**PROBLEM SET**
**1)** From the text titled "What's the Point?", list every thing that it says Jesus didn't talk about among those American culture deems important.
**2)** In the text titled "What's the Point?", what kind of surgery had Ron undergone a few weeks before the conversation?
**3)** Please quote everything in the text titled "What's the Point?" from "Years ago I" down to "accomplishment after accomplishment.".

(Beginning of TEXT FOR ANALYSIS)

What’s the Point?

Several years ago Hollywood released a movie called Up in the Air. In one scene a young man is about to get married. It’s just a few minutes before the ceremony begins. But he has cold feet. He’s not sure he can go through with the wedding. So a member of the family, played by George Clooney, goes to talk to him. The young man says, “I don’t think I’ll be able to do this.”

Clooney’s character asks, “Why would you say that today?” The frightened young man says, “Well, last night I was kinda like laying in bed, and I couldn’t get to sleep, so I started thinking about the wedding and the ceremony and about our buying a house, and moving in together, and having a kid, and then having another kid, and then Christmas and Thanksgiving and spring break, and going to football games, and then all of a sudden they are graduated and getting jobs and getting married and, you know, I’m a grandparent, and then I’m retired, and I’m losing my hair, and I’m getting fat, and the next thing I know I’m dead. And it’s like, I can’t stop from thinking, what’s the point? I mean, what is the point?”

“What is the point?” is the question behind Mark 12. In that passage, perhaps the most important in the Bible, a religious leader asked Jesus, “Of all the commandments, which is the most important?” In essence, this religious leader asked Jesus, “Of all the things that clamor for our time, energy, and attention, what is the point? What matters most? What is the bottom line?”

And Jesus told him. But Jesus didn’t mention any of the things American culture deems important. He didn’t talk about career advancement, financial security, physical appearance, health, fame, power, or social status. Instead, Jesus said our life should be focused on relationships—with God and with others. Jesus said, “Love the Lord your God with all your heart, and with all your soul, and with all your mind, and with all your strength, and love your neighbor as yourself.” According to Jesus, that’s the point.

Years ago I met an exceptionally gifted and extremely ambitious young minister named Ron. If you had asked Ron what mattered most, and he had been honest, he would have said, “Building up an impressive resume.” And he did. Ron has all kinds of degrees, including a Ph.D. He wrote and published numerous articles and even a book. He serves as an adjunct professor of theology at a seminary. He pastors a large, status church. He’s on all kinds of important boards and committees and has been awarded many honors in his community. Ron’s resume is about five pages long of accomplishment after accomplishment.

Several years ago, when I was teaching a seminary class in Ron’s town, he and I had a conversation. A few weeks earlier Ron had undergone serious back surgery from which he was still recovering. During our visit Ron told me about his back surgery. After the surgery Ron dreamed a strange dream. In his dream he died and met God. And when he did, God surprised him. Ron said, “In my dream God didn’t ask me one thing about my resume. God didn’t ask about me about my degrees, my publications, my speaking engagements, or my denominational work. God didn’t even ask me how large my church was. I mean—God didn’t say one word about my resume! Instead, God asked one question only. That question was, “Ron, did you love me with all your heart, soul, mind, and strength, and did you love your neighbor as yourself?”

(End of TEXT FOR ANALYSIS)
(Beginning of DATASET RECORDS)

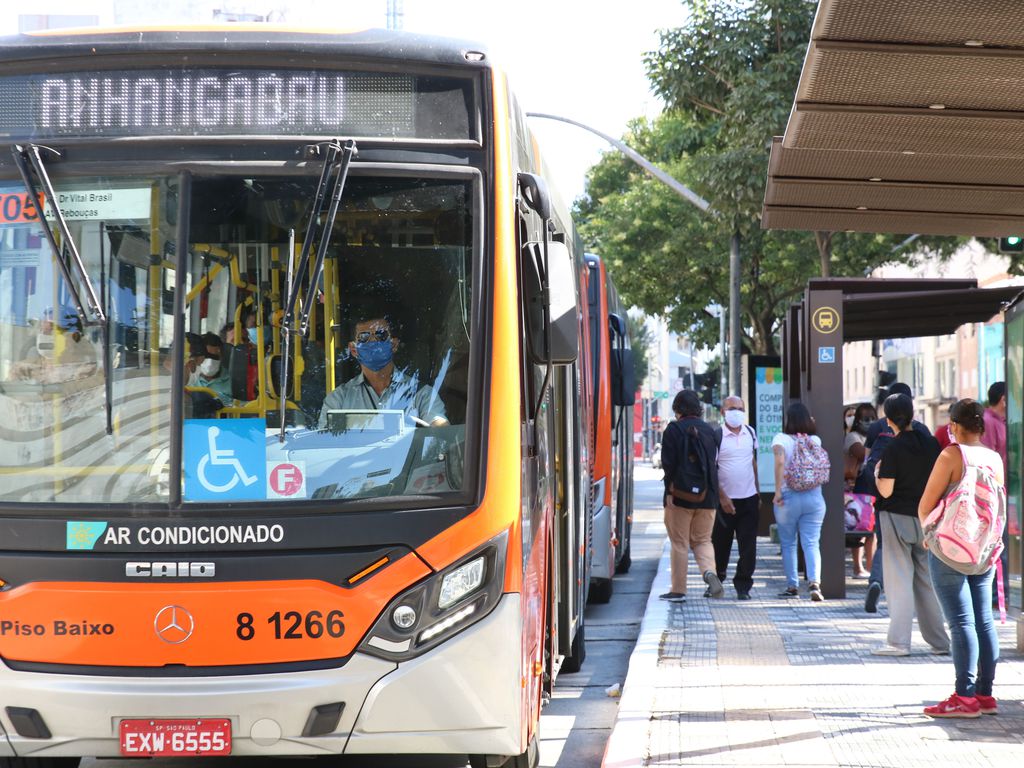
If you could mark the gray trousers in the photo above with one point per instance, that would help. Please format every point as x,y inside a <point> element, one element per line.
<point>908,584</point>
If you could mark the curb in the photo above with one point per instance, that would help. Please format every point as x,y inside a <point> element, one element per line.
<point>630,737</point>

(End of DATASET RECORDS)
(Beginning of DATASET RECORDS)

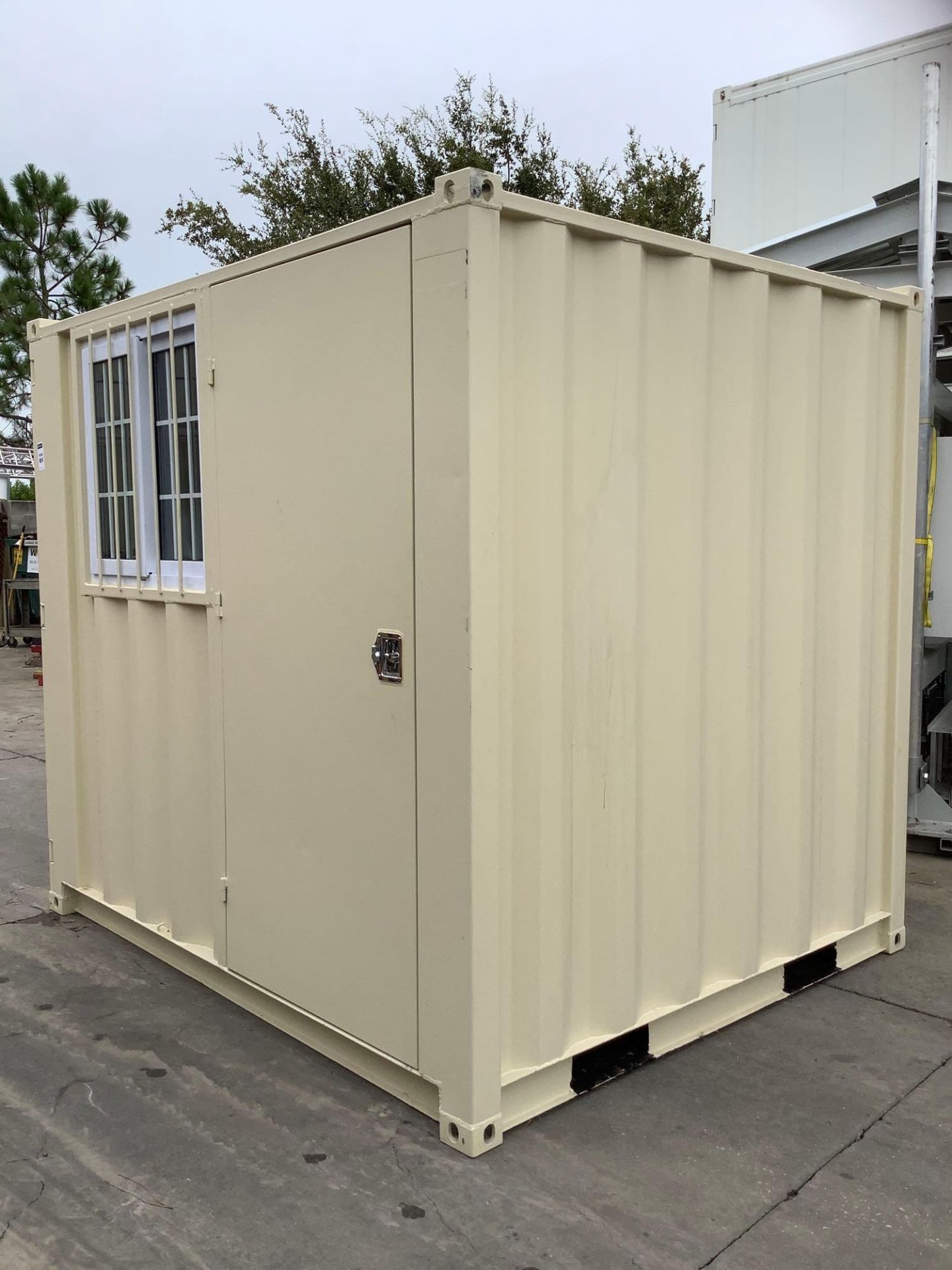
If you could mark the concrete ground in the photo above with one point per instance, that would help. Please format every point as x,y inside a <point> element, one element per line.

(End of DATASET RECORDS)

**TASK-BY-TASK ANSWERS**
**1)** career advancement, financial security, physical appearance, health, fame, power, social status

**2)** Serious back surgery.

**3)**
Years ago I met an exceptionally gifted and extremely ambitious young minister named Ron. If you had asked Ron what mattered most, and he had been honest, he would have said, “Building up an impressive resume.” And he did. Ron has all kinds of degrees, including a Ph.D. He wrote and published numerous articles and even a book. He serves as an adjunct professor of theology at a seminary. He pastors a large, status church. He’s on all kinds of important boards and committees and has been awarded many honors in his community. Ron’s resume is about five pages long of accomplishment after accomplishment.